## What to do
I'd like an exact copy of only the lines from the start of the listing below through the line that holds "find the white cloud". Please keep the pictures out.

═════ Source information ═════

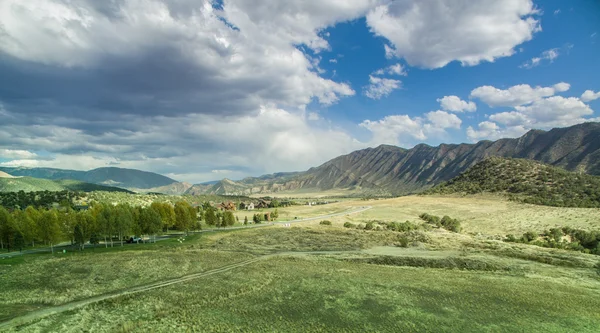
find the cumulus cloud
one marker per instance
(17, 154)
(165, 57)
(491, 131)
(589, 96)
(396, 69)
(404, 130)
(185, 87)
(455, 104)
(521, 94)
(313, 116)
(548, 55)
(381, 87)
(431, 34)
(200, 144)
(443, 120)
(547, 113)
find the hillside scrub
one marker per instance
(526, 181)
(562, 238)
(445, 222)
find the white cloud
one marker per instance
(65, 161)
(313, 116)
(547, 113)
(555, 111)
(395, 129)
(516, 95)
(455, 104)
(491, 131)
(443, 120)
(274, 140)
(381, 87)
(243, 55)
(221, 171)
(589, 96)
(548, 55)
(403, 130)
(431, 34)
(561, 87)
(510, 119)
(396, 69)
(17, 154)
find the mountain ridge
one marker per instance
(110, 176)
(381, 170)
(527, 181)
(391, 170)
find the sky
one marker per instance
(201, 90)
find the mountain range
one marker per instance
(393, 170)
(10, 183)
(384, 170)
(109, 176)
(527, 181)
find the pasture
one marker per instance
(316, 278)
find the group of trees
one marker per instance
(526, 181)
(268, 216)
(22, 199)
(562, 238)
(445, 222)
(100, 222)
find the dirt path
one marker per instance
(38, 314)
(59, 248)
(41, 313)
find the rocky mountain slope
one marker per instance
(110, 176)
(393, 170)
(29, 184)
(526, 180)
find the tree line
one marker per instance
(105, 222)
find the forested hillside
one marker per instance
(527, 181)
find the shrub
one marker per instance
(450, 224)
(529, 236)
(403, 241)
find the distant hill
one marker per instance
(29, 184)
(391, 170)
(5, 175)
(110, 176)
(528, 181)
(173, 188)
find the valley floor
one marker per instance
(310, 277)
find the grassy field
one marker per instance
(316, 278)
(324, 294)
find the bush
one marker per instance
(349, 225)
(403, 241)
(529, 236)
(450, 224)
(402, 227)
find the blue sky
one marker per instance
(202, 90)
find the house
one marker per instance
(262, 203)
(226, 206)
(246, 205)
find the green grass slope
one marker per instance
(527, 181)
(30, 184)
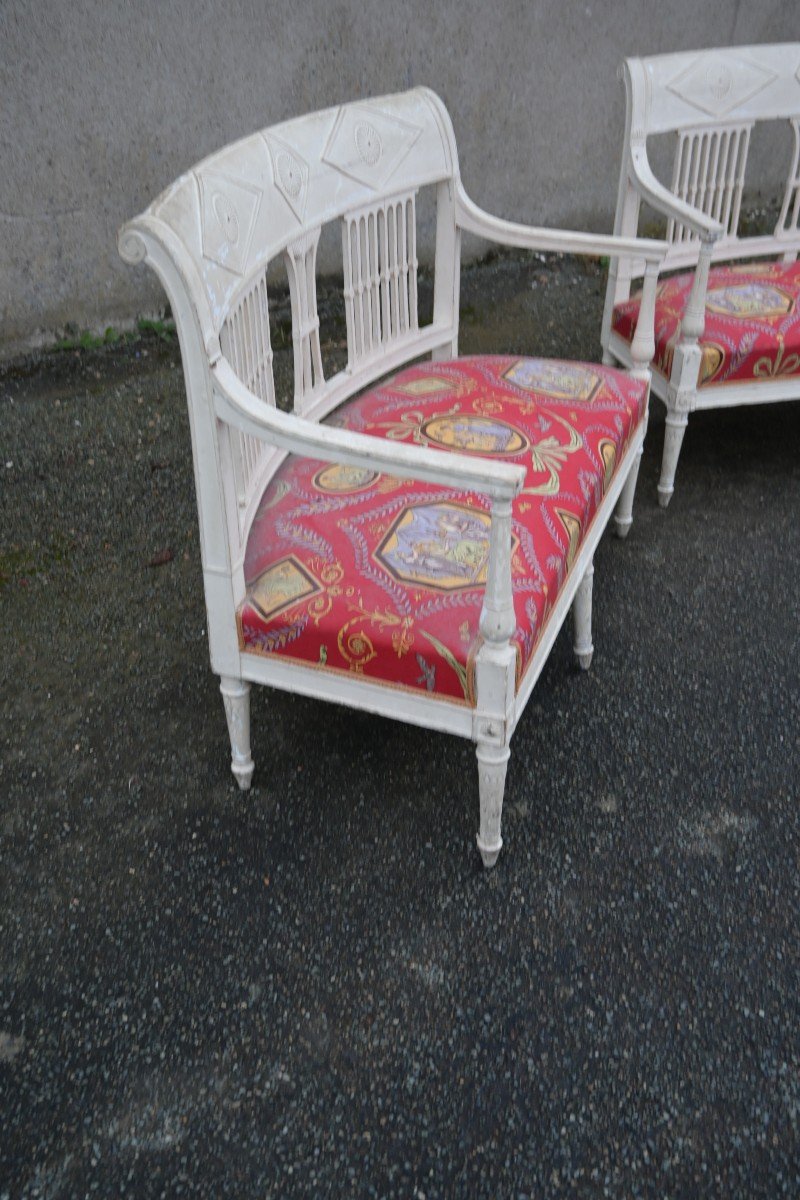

═════

## Output of the exercise
find the cumulus cloud
one marker per instance
(17, 154)
(165, 57)
(491, 131)
(589, 96)
(396, 69)
(404, 130)
(185, 87)
(455, 104)
(521, 94)
(313, 116)
(548, 55)
(381, 87)
(431, 34)
(200, 144)
(443, 120)
(547, 113)
find the hillside scrub
one marker per instance
(526, 181)
(562, 238)
(445, 222)
find the white cloud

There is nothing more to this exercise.